[Dataset rows]
= = = =
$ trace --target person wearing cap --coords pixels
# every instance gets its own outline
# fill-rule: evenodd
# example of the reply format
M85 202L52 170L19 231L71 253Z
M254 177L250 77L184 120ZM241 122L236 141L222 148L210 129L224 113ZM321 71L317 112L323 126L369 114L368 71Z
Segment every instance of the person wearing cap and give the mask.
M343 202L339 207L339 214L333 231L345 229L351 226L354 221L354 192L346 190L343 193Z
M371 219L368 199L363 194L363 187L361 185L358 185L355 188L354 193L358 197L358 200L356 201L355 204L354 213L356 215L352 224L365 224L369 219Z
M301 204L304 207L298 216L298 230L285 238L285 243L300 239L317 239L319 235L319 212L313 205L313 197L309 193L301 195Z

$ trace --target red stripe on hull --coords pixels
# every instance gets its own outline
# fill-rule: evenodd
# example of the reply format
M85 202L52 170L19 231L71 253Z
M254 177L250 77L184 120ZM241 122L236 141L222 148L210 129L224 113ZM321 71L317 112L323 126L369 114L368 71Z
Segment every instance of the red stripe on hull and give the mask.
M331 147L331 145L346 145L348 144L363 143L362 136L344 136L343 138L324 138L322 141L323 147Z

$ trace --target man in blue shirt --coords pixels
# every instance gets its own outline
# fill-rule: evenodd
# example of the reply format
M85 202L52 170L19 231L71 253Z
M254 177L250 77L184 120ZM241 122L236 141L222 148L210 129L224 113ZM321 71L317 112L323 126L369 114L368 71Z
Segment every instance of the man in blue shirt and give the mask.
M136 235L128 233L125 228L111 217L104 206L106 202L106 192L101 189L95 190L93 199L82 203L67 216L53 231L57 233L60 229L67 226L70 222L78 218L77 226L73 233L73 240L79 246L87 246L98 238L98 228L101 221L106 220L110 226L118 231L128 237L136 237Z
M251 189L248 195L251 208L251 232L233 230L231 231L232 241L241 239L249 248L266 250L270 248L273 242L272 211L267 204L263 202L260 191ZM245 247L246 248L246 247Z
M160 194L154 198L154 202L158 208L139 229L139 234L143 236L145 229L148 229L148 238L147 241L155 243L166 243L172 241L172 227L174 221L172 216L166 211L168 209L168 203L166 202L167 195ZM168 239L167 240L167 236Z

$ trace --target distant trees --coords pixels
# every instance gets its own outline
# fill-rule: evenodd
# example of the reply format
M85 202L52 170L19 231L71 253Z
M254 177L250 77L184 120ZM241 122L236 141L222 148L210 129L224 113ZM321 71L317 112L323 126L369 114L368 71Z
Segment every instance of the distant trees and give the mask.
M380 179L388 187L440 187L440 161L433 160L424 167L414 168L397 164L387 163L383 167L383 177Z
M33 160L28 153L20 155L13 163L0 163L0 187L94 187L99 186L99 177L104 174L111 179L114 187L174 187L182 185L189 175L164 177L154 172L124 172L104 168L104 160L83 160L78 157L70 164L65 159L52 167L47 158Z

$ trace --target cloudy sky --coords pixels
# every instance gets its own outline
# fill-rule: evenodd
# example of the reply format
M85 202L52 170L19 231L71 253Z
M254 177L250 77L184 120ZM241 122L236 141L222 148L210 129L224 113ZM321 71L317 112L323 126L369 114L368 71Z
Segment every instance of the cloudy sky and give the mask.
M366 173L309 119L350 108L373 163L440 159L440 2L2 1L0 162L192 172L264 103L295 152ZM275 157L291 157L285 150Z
= = = =
» **EXERCISE DETAILS**: Quote the listing word for word, from the line containing "shirt --coords pixels" through the last line of the listing, both included.

» **PROBLEM SOLUTION**:
$ trace --target man in blue shirt --coords pixels
# every instance gets its own outline
# fill-rule: evenodd
# example of the reply format
M85 202L52 170L19 231L71 253Z
M254 177L250 77L184 120ZM241 122L236 141L222 148L210 129L224 113ZM321 71L317 112L323 126L369 114L368 71Z
Segment every instance of the man in blue shirt and give the mask.
M136 235L128 233L125 228L111 217L104 206L106 202L106 192L101 189L95 190L93 199L82 203L67 216L53 231L57 233L60 229L67 226L70 222L78 218L77 226L73 233L73 240L79 246L87 246L98 238L98 228L101 221L106 220L110 226L118 231L128 237L136 237Z
M251 189L248 195L251 208L251 232L233 230L231 231L232 241L241 239L249 248L266 250L270 248L273 242L272 211L267 204L263 202L260 191ZM245 247L246 248L246 247Z
M160 194L154 198L154 202L158 208L139 229L139 234L143 236L145 229L148 229L148 238L147 241L155 243L166 243L172 241L172 227L174 221L172 216L166 211L168 209L168 203L166 202L167 195ZM168 239L167 240L167 236Z

$ trace --target distant trees --coords pixels
# every instance gets its own outline
# fill-rule: evenodd
# example of the reply format
M85 202L52 170L19 231L71 253Z
M254 177L250 77L184 120ZM241 122L236 141L222 148L210 129L224 113ZM321 71L317 112L323 126L369 114L368 71Z
Segment every instance of the distant trees and give the mask.
M380 179L388 187L440 187L440 161L433 160L424 167L414 168L397 164L387 163L383 167L383 177Z
M33 160L28 153L20 155L13 163L0 163L0 187L94 187L99 186L99 177L104 174L111 179L114 187L174 187L182 185L189 175L164 177L154 172L124 172L104 168L104 160L83 160L78 157L70 164L65 159L52 167L47 158Z

$ trace --target cloudy sky --coords pixels
# every instance gets its own outline
# fill-rule: evenodd
# example of the reply format
M85 202L52 170L19 231L71 253Z
M254 177L250 77L184 120ZM241 122L236 141L222 148L210 129L224 113ZM321 71L317 112L323 126L369 114L368 71Z
Segment every instance of the cloudy sky and give the mask.
M366 173L309 119L350 108L373 163L440 159L440 2L2 1L0 162L192 172L264 103L295 152ZM275 157L291 157L285 150Z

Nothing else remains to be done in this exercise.